__WORK REQUIRED__
Reproduce, character for character, the lines of the records between the line holding "Please trace the outline of every instance of the hairy green" and the line holding "98 399 L 108", inclusive.

-- begin DATA SUPPLIED --

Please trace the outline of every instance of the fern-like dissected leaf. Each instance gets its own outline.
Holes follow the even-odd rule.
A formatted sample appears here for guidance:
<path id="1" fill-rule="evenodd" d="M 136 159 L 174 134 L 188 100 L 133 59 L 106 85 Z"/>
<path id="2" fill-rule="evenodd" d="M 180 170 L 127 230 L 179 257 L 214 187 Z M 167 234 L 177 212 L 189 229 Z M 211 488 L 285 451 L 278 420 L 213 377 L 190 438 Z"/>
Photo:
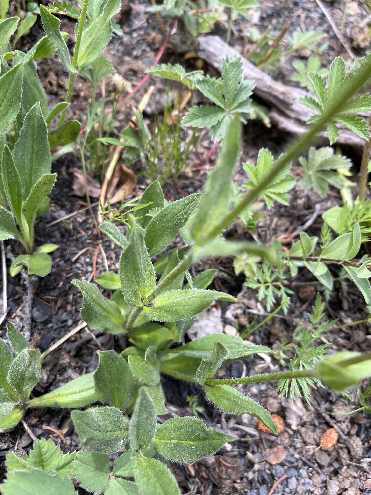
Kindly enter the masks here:
<path id="1" fill-rule="evenodd" d="M 299 161 L 304 171 L 301 180 L 303 187 L 312 187 L 322 198 L 328 192 L 328 184 L 338 189 L 349 184 L 344 175 L 338 171 L 347 170 L 352 162 L 345 156 L 334 154 L 330 147 L 316 149 L 311 146 L 308 159 L 301 156 Z"/>
<path id="2" fill-rule="evenodd" d="M 250 176 L 250 180 L 243 185 L 249 189 L 254 189 L 259 183 L 269 172 L 273 166 L 274 159 L 272 153 L 266 148 L 262 148 L 258 155 L 256 165 L 252 163 L 244 163 L 243 168 Z M 295 185 L 295 177 L 290 174 L 291 164 L 284 167 L 277 174 L 274 181 L 267 187 L 260 195 L 264 198 L 268 208 L 273 205 L 276 200 L 282 204 L 289 203 L 287 192 L 292 189 Z"/>
<path id="3" fill-rule="evenodd" d="M 58 15 L 66 15 L 72 19 L 80 19 L 80 11 L 69 1 L 55 1 L 49 3 L 47 7 L 49 12 Z"/>
<path id="4" fill-rule="evenodd" d="M 293 50 L 302 50 L 307 49 L 314 50 L 316 44 L 326 36 L 325 33 L 318 33 L 313 31 L 295 31 L 288 40 L 288 43 Z"/>
<path id="5" fill-rule="evenodd" d="M 179 83 L 182 83 L 189 90 L 192 91 L 196 89 L 195 82 L 203 77 L 203 73 L 202 70 L 193 70 L 190 72 L 187 72 L 184 67 L 179 63 L 176 64 L 175 65 L 172 65 L 171 63 L 168 63 L 167 65 L 166 64 L 158 64 L 147 69 L 146 72 L 152 76 L 156 76 L 157 77 L 161 77 L 164 79 L 176 81 Z M 214 102 L 216 102 L 214 101 Z"/>
<path id="6" fill-rule="evenodd" d="M 238 14 L 248 18 L 249 9 L 259 5 L 255 0 L 220 0 L 219 3 L 232 9 L 231 17 L 233 21 L 237 19 Z"/>
<path id="7" fill-rule="evenodd" d="M 366 70 L 370 65 L 370 55 L 363 60 L 363 63 L 357 64 L 349 73 L 345 72 L 345 64 L 341 57 L 337 57 L 333 60 L 328 71 L 328 84 L 327 87 L 325 81 L 316 72 L 308 74 L 312 85 L 312 89 L 317 98 L 318 102 L 313 99 L 305 97 L 299 100 L 306 106 L 317 112 L 307 121 L 310 124 L 316 122 L 330 109 L 338 108 L 327 127 L 327 132 L 330 144 L 332 145 L 339 136 L 339 131 L 335 123 L 340 124 L 355 134 L 368 140 L 370 136 L 369 124 L 361 117 L 354 115 L 356 112 L 371 111 L 371 95 L 369 94 L 363 96 L 352 98 L 342 105 L 337 105 L 337 102 L 345 92 L 349 90 L 357 78 Z M 319 106 L 320 108 L 319 108 Z"/>

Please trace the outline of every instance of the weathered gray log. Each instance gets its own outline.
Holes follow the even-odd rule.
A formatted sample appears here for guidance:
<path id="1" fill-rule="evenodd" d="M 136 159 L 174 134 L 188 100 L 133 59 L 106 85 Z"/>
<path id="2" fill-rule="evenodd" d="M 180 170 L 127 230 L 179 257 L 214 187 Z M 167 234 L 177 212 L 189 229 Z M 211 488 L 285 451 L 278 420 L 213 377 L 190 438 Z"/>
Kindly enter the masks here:
<path id="1" fill-rule="evenodd" d="M 197 55 L 221 72 L 223 58 L 229 55 L 241 56 L 236 50 L 223 41 L 219 36 L 208 35 L 198 38 L 196 51 Z M 315 113 L 299 101 L 305 96 L 313 96 L 308 91 L 288 86 L 269 76 L 253 64 L 241 56 L 244 77 L 255 81 L 254 94 L 270 104 L 269 117 L 278 129 L 286 132 L 302 134 L 308 130 L 305 123 Z M 365 114 L 360 114 L 365 116 Z M 338 125 L 339 137 L 336 143 L 355 148 L 363 148 L 365 140 L 351 131 Z M 326 138 L 325 133 L 321 135 Z M 328 143 L 328 139 L 326 138 Z"/>

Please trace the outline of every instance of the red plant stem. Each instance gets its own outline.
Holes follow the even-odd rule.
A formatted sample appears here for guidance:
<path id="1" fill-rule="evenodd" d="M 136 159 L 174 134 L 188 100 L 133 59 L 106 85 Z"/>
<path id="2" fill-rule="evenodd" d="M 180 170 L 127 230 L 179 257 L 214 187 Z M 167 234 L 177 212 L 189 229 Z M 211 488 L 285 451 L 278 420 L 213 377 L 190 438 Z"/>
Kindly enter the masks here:
<path id="1" fill-rule="evenodd" d="M 162 56 L 164 52 L 165 51 L 165 49 L 166 49 L 166 46 L 169 42 L 169 39 L 170 39 L 170 35 L 171 35 L 173 29 L 176 27 L 177 23 L 178 23 L 178 17 L 176 17 L 175 19 L 174 19 L 173 22 L 171 23 L 171 25 L 170 26 L 170 27 L 169 29 L 169 31 L 168 32 L 167 35 L 166 35 L 166 37 L 165 38 L 164 43 L 162 44 L 162 46 L 160 49 L 160 51 L 157 53 L 157 56 L 156 56 L 155 59 L 155 61 L 153 63 L 153 65 L 152 66 L 157 65 L 157 64 L 160 61 L 160 59 L 161 59 L 161 57 Z M 136 86 L 136 87 L 134 88 L 133 91 L 132 91 L 131 93 L 130 93 L 129 95 L 127 95 L 125 97 L 125 98 L 123 98 L 122 100 L 120 100 L 120 101 L 119 101 L 116 106 L 116 108 L 118 108 L 118 107 L 119 106 L 121 106 L 123 103 L 124 103 L 127 100 L 129 99 L 129 98 L 131 98 L 131 97 L 133 96 L 133 95 L 135 95 L 137 91 L 140 90 L 140 89 L 141 88 L 143 85 L 144 84 L 144 83 L 149 78 L 150 75 L 150 74 L 146 74 L 146 75 L 144 76 L 144 77 L 143 78 L 143 79 L 141 80 L 140 83 L 138 84 L 138 86 Z M 112 108 L 111 108 L 110 110 L 107 110 L 106 113 L 104 114 L 104 116 L 107 117 L 110 114 L 110 113 L 112 112 Z M 86 130 L 87 128 L 84 127 L 84 129 L 82 129 L 80 131 L 80 134 L 83 134 L 84 132 L 86 131 Z M 55 148 L 55 149 L 53 149 L 53 150 L 51 151 L 51 154 L 52 154 L 53 153 L 55 153 L 56 151 L 58 151 L 58 149 L 60 149 L 61 148 L 62 148 L 61 146 L 57 147 L 56 148 Z"/>
<path id="2" fill-rule="evenodd" d="M 207 154 L 206 155 L 206 158 L 205 158 L 205 163 L 207 163 L 208 162 L 208 161 L 210 159 L 210 156 L 213 154 L 213 153 L 214 152 L 214 151 L 215 150 L 215 148 L 216 148 L 217 146 L 218 146 L 218 144 L 219 144 L 219 143 L 218 142 L 218 141 L 217 141 L 216 143 L 214 143 L 214 144 L 212 146 L 212 147 L 211 149 L 209 151 L 209 152 L 207 153 Z"/>

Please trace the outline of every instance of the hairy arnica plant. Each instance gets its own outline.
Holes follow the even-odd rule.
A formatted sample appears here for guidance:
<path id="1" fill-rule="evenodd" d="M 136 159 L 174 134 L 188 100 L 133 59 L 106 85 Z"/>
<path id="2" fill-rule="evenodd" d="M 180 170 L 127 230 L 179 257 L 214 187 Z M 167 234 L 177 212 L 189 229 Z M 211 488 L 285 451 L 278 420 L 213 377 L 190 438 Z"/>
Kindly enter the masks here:
<path id="1" fill-rule="evenodd" d="M 193 395 L 192 388 L 186 400 L 193 416 L 169 419 L 163 389 L 166 376 L 177 381 L 179 387 L 191 387 L 191 387 L 198 387 L 208 404 L 218 411 L 256 418 L 273 435 L 278 432 L 269 411 L 237 386 L 272 382 L 278 393 L 289 396 L 293 401 L 299 396 L 310 403 L 311 391 L 319 387 L 327 387 L 351 398 L 349 391 L 371 377 L 371 352 L 330 350 L 326 338 L 330 331 L 339 327 L 335 326 L 336 319 L 326 319 L 323 301 L 329 299 L 334 283 L 345 287 L 349 282 L 362 304 L 364 300 L 364 305 L 371 307 L 371 257 L 367 245 L 371 233 L 371 205 L 370 200 L 365 198 L 371 138 L 369 124 L 358 115 L 371 111 L 371 96 L 364 90 L 371 78 L 371 55 L 355 62 L 348 71 L 344 60 L 337 57 L 327 70 L 321 68 L 320 57 L 325 46 L 316 48 L 322 34 L 294 33 L 283 44 L 290 47 L 284 51 L 280 43 L 286 31 L 276 39 L 268 36 L 268 32 L 261 36 L 250 33 L 250 38 L 255 41 L 248 58 L 260 68 L 274 69 L 280 57 L 301 53 L 304 49 L 315 51 L 306 66 L 300 61 L 293 64 L 298 73 L 293 79 L 314 94 L 301 99 L 310 109 L 307 132 L 278 153 L 278 157 L 264 144 L 256 149 L 256 156 L 249 155 L 240 171 L 237 165 L 240 164 L 243 125 L 257 116 L 263 124 L 271 125 L 268 110 L 265 113 L 250 98 L 254 83 L 244 78 L 240 57 L 228 55 L 224 58 L 221 77 L 205 76 L 203 71 L 187 71 L 180 64 L 157 64 L 165 44 L 153 66 L 147 69 L 144 79 L 119 101 L 124 85 L 114 97 L 105 97 L 104 81 L 115 69 L 103 54 L 108 56 L 108 50 L 104 50 L 112 37 L 123 35 L 120 26 L 113 20 L 121 9 L 119 0 L 78 0 L 76 4 L 56 1 L 47 5 L 28 2 L 32 4 L 28 10 L 24 3 L 19 2 L 17 16 L 7 17 L 13 7 L 6 0 L 0 0 L 0 242 L 3 259 L 3 241 L 13 240 L 7 249 L 11 258 L 10 273 L 16 284 L 16 276 L 22 270 L 20 278 L 48 275 L 52 269 L 48 253 L 57 248 L 63 257 L 63 246 L 38 242 L 35 224 L 47 214 L 48 196 L 57 180 L 56 173 L 51 172 L 52 162 L 68 156 L 77 146 L 83 169 L 86 208 L 93 218 L 88 178 L 93 180 L 94 176 L 101 186 L 97 195 L 101 200 L 99 230 L 94 218 L 95 231 L 92 228 L 89 234 L 80 232 L 87 236 L 108 238 L 120 254 L 116 271 L 95 276 L 97 248 L 94 278 L 93 273 L 89 278 L 90 273 L 82 270 L 82 275 L 72 281 L 75 287 L 72 288 L 82 295 L 81 315 L 84 322 L 91 329 L 114 336 L 111 342 L 117 346 L 112 344 L 112 348 L 121 352 L 94 349 L 96 361 L 90 369 L 93 372 L 85 373 L 87 368 L 84 368 L 82 373 L 72 375 L 77 377 L 62 386 L 41 394 L 43 380 L 50 371 L 45 359 L 56 347 L 53 345 L 41 352 L 35 348 L 37 345 L 30 344 L 25 331 L 16 328 L 15 321 L 15 324 L 7 322 L 6 333 L 0 339 L 0 429 L 10 431 L 21 423 L 31 435 L 29 410 L 63 408 L 71 410 L 71 424 L 80 445 L 78 451 L 65 453 L 51 439 L 43 438 L 36 439 L 23 455 L 16 455 L 10 449 L 5 457 L 7 474 L 0 491 L 4 495 L 72 495 L 79 489 L 97 495 L 180 495 L 173 465 L 195 462 L 215 454 L 228 443 L 234 448 L 236 439 L 230 432 L 226 433 L 223 425 L 213 428 L 196 417 L 207 418 L 207 407 L 198 405 L 199 397 Z M 161 14 L 172 18 L 171 29 L 181 20 L 187 35 L 192 36 L 211 30 L 218 20 L 223 22 L 225 10 L 229 16 L 228 41 L 236 19 L 248 18 L 259 5 L 255 0 L 201 0 L 195 3 L 164 0 L 163 4 L 155 4 L 154 0 L 152 4 L 150 10 L 157 13 L 160 26 Z M 17 50 L 39 14 L 45 35 L 27 50 Z M 72 55 L 66 44 L 68 35 L 61 31 L 57 16 L 76 22 Z M 50 58 L 57 52 L 68 75 L 68 84 L 65 100 L 50 108 L 35 61 Z M 192 58 L 193 52 L 187 56 Z M 146 104 L 151 92 L 143 97 L 126 128 L 119 130 L 119 122 L 115 119 L 118 107 L 150 75 L 172 81 L 177 88 L 183 87 L 186 91 L 183 103 L 164 112 L 162 124 L 163 129 L 171 129 L 171 135 L 178 140 L 177 159 L 182 149 L 186 150 L 187 158 L 190 157 L 188 150 L 193 146 L 195 153 L 198 153 L 196 143 L 201 133 L 209 134 L 215 147 L 221 143 L 217 162 L 211 168 L 203 189 L 193 189 L 202 192 L 186 192 L 174 201 L 169 200 L 166 186 L 163 190 L 161 186 L 172 170 L 171 164 L 165 164 L 168 157 L 173 156 L 169 153 L 169 142 L 162 136 L 152 138 L 143 112 L 143 102 Z M 67 120 L 78 77 L 89 83 L 90 103 L 82 119 L 86 124 L 84 128 L 77 120 Z M 200 104 L 194 105 L 196 92 L 202 99 Z M 101 100 L 97 101 L 100 96 Z M 205 103 L 206 99 L 212 104 Z M 112 108 L 107 111 L 105 105 L 109 100 Z M 186 105 L 189 108 L 182 113 Z M 174 115 L 176 111 L 178 115 Z M 338 149 L 315 146 L 319 135 L 326 135 L 330 145 L 335 143 L 340 136 L 338 125 L 366 141 L 354 207 L 351 187 L 355 185 L 348 178 L 350 159 Z M 197 131 L 196 129 L 202 130 Z M 179 143 L 187 132 L 193 133 L 191 138 L 187 138 L 192 146 L 182 148 Z M 108 146 L 119 151 L 112 152 Z M 108 171 L 110 178 L 112 160 L 115 153 L 118 156 L 122 151 L 123 159 L 130 160 L 126 165 L 136 167 L 140 162 L 143 174 L 149 175 L 150 180 L 143 187 L 141 196 L 126 198 L 125 191 L 115 212 L 109 201 L 105 202 L 104 195 Z M 179 159 L 173 170 L 173 178 L 180 174 L 186 161 L 184 157 Z M 160 170 L 160 163 L 167 167 L 165 172 Z M 120 166 L 127 172 L 123 163 Z M 203 162 L 200 168 L 205 168 Z M 244 173 L 239 183 L 237 170 Z M 268 215 L 277 203 L 280 208 L 288 206 L 292 190 L 298 185 L 322 198 L 334 188 L 341 191 L 341 195 L 335 194 L 341 196 L 343 204 L 321 212 L 320 235 L 319 230 L 318 236 L 307 233 L 307 227 L 313 223 L 310 221 L 298 228 L 287 248 L 268 235 L 269 242 L 265 245 L 254 237 L 258 224 L 266 218 L 260 209 L 266 207 Z M 319 211 L 315 208 L 314 219 Z M 242 240 L 231 240 L 232 231 L 246 235 L 239 236 Z M 250 238 L 247 233 L 255 241 L 245 240 Z M 284 236 L 280 240 L 283 244 Z M 79 248 L 73 262 L 89 248 L 80 251 Z M 66 256 L 70 255 L 66 251 Z M 200 313 L 216 303 L 224 308 L 238 302 L 227 290 L 210 288 L 213 284 L 223 288 L 215 283 L 216 269 L 199 269 L 205 259 L 211 258 L 217 266 L 215 258 L 228 256 L 234 257 L 236 272 L 245 273 L 246 278 L 242 283 L 255 291 L 256 299 L 261 301 L 268 315 L 266 313 L 267 317 L 255 326 L 256 318 L 245 328 L 237 328 L 235 335 L 209 332 L 192 339 L 187 333 Z M 104 258 L 108 267 L 105 255 Z M 50 278 L 58 266 L 52 269 Z M 6 275 L 5 267 L 4 270 Z M 292 335 L 281 339 L 279 346 L 274 346 L 275 350 L 253 344 L 248 338 L 258 328 L 281 310 L 283 314 L 278 316 L 286 317 L 290 297 L 295 283 L 302 283 L 297 279 L 303 273 L 312 278 L 307 285 L 315 286 L 323 293 L 323 297 L 319 293 L 316 297 L 316 290 L 308 298 L 308 302 L 314 301 L 308 316 L 310 324 L 299 319 Z M 5 280 L 3 285 L 5 304 Z M 53 306 L 54 315 L 60 315 L 60 302 L 56 303 L 56 308 Z M 270 314 L 278 304 L 279 307 Z M 16 311 L 14 306 L 12 318 L 19 316 L 22 307 Z M 5 311 L 1 323 L 7 314 Z M 38 321 L 37 317 L 35 319 Z M 44 333 L 47 333 L 46 328 L 43 327 Z M 62 337 L 63 342 L 72 335 Z M 93 337 L 104 349 L 95 334 Z M 46 346 L 42 345 L 41 348 Z M 231 376 L 231 363 L 266 354 L 285 370 L 225 377 Z M 182 385 L 182 381 L 188 383 Z M 364 411 L 370 410 L 370 394 L 368 386 L 361 394 L 360 409 Z M 69 411 L 68 414 L 71 421 Z M 57 433 L 64 439 L 62 433 Z"/>

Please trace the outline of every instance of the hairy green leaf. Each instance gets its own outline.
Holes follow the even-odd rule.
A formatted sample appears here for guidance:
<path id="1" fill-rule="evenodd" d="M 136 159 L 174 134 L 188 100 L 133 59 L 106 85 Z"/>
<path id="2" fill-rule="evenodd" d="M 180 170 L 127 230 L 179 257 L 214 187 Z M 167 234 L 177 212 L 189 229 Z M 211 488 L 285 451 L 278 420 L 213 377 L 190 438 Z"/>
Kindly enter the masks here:
<path id="1" fill-rule="evenodd" d="M 181 495 L 175 478 L 160 461 L 140 453 L 133 458 L 135 481 L 141 495 Z"/>
<path id="2" fill-rule="evenodd" d="M 174 462 L 194 462 L 215 453 L 234 437 L 207 428 L 196 418 L 172 418 L 157 427 L 156 450 Z"/>
<path id="3" fill-rule="evenodd" d="M 38 349 L 24 349 L 12 361 L 8 372 L 11 387 L 21 393 L 37 385 L 41 378 L 40 351 Z"/>
<path id="4" fill-rule="evenodd" d="M 149 446 L 156 432 L 156 417 L 154 402 L 146 390 L 141 387 L 130 422 L 131 448 L 138 450 Z"/>
<path id="5" fill-rule="evenodd" d="M 133 224 L 130 242 L 120 260 L 120 280 L 125 301 L 132 306 L 142 306 L 155 288 L 156 273 L 144 244 L 145 231 Z"/>
<path id="6" fill-rule="evenodd" d="M 186 225 L 202 195 L 190 194 L 170 203 L 157 213 L 148 224 L 144 238 L 150 256 L 162 251 Z"/>
<path id="7" fill-rule="evenodd" d="M 98 399 L 108 405 L 126 410 L 133 394 L 133 375 L 122 356 L 114 350 L 97 351 L 98 366 L 94 383 Z"/>
<path id="8" fill-rule="evenodd" d="M 205 385 L 207 398 L 216 406 L 233 414 L 245 413 L 255 416 L 276 435 L 275 422 L 266 409 L 258 402 L 229 385 Z"/>
<path id="9" fill-rule="evenodd" d="M 6 324 L 6 333 L 12 349 L 16 354 L 20 354 L 24 349 L 29 348 L 30 345 L 23 334 L 17 330 L 10 321 Z"/>
<path id="10" fill-rule="evenodd" d="M 200 313 L 217 299 L 228 302 L 236 301 L 232 296 L 217 291 L 179 289 L 163 292 L 143 309 L 151 319 L 175 321 Z"/>
<path id="11" fill-rule="evenodd" d="M 75 279 L 72 283 L 84 296 L 81 316 L 88 325 L 111 334 L 125 333 L 125 318 L 116 302 L 106 299 L 96 286 L 86 280 Z"/>
<path id="12" fill-rule="evenodd" d="M 81 440 L 81 446 L 87 450 L 112 454 L 125 446 L 129 421 L 117 407 L 73 411 L 71 415 Z"/>
<path id="13" fill-rule="evenodd" d="M 15 118 L 22 103 L 23 65 L 13 67 L 0 77 L 0 137 Z"/>

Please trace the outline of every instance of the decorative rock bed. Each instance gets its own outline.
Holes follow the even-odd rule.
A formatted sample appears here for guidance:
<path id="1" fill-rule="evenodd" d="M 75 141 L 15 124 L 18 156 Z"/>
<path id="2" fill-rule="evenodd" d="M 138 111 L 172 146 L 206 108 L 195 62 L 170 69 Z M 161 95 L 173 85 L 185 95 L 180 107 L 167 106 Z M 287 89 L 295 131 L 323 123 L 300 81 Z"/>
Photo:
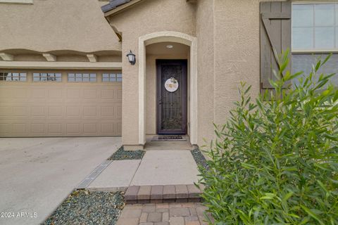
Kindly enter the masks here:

-- end DATA SUPPLIED --

__TASK ANSWER__
Please trace the outline of every instance of the hairy green leaf. Each instance gets its own outline.
Holes follow the even-odd rule.
A formatted sample appears here for guidance:
<path id="1" fill-rule="evenodd" d="M 136 159 L 174 134 L 188 100 L 133 59 L 106 85 Z"/>
<path id="2" fill-rule="evenodd" d="M 180 170 L 127 230 L 179 257 L 214 187 Z M 167 234 L 177 212 L 189 229 Z M 211 488 L 285 451 L 278 420 L 213 377 L 190 438 Z"/>
Kindly enter the masks here:
<path id="1" fill-rule="evenodd" d="M 181 495 L 175 478 L 160 461 L 140 453 L 133 458 L 135 481 L 141 495 Z"/>
<path id="2" fill-rule="evenodd" d="M 174 462 L 194 462 L 215 453 L 234 437 L 207 428 L 196 418 L 172 418 L 157 427 L 156 450 Z"/>
<path id="3" fill-rule="evenodd" d="M 38 349 L 24 349 L 12 361 L 8 372 L 11 387 L 21 393 L 37 385 L 41 378 L 40 351 Z"/>
<path id="4" fill-rule="evenodd" d="M 149 446 L 156 432 L 156 417 L 154 402 L 146 390 L 141 387 L 130 422 L 131 448 L 138 450 Z"/>
<path id="5" fill-rule="evenodd" d="M 133 224 L 130 242 L 120 260 L 120 280 L 125 301 L 132 306 L 142 306 L 155 288 L 156 273 L 144 244 L 145 231 Z"/>
<path id="6" fill-rule="evenodd" d="M 186 225 L 202 195 L 190 194 L 170 203 L 157 213 L 148 224 L 144 238 L 150 256 L 162 251 Z"/>
<path id="7" fill-rule="evenodd" d="M 98 399 L 108 405 L 126 410 L 133 394 L 133 375 L 122 356 L 114 350 L 97 351 L 98 366 L 94 383 Z"/>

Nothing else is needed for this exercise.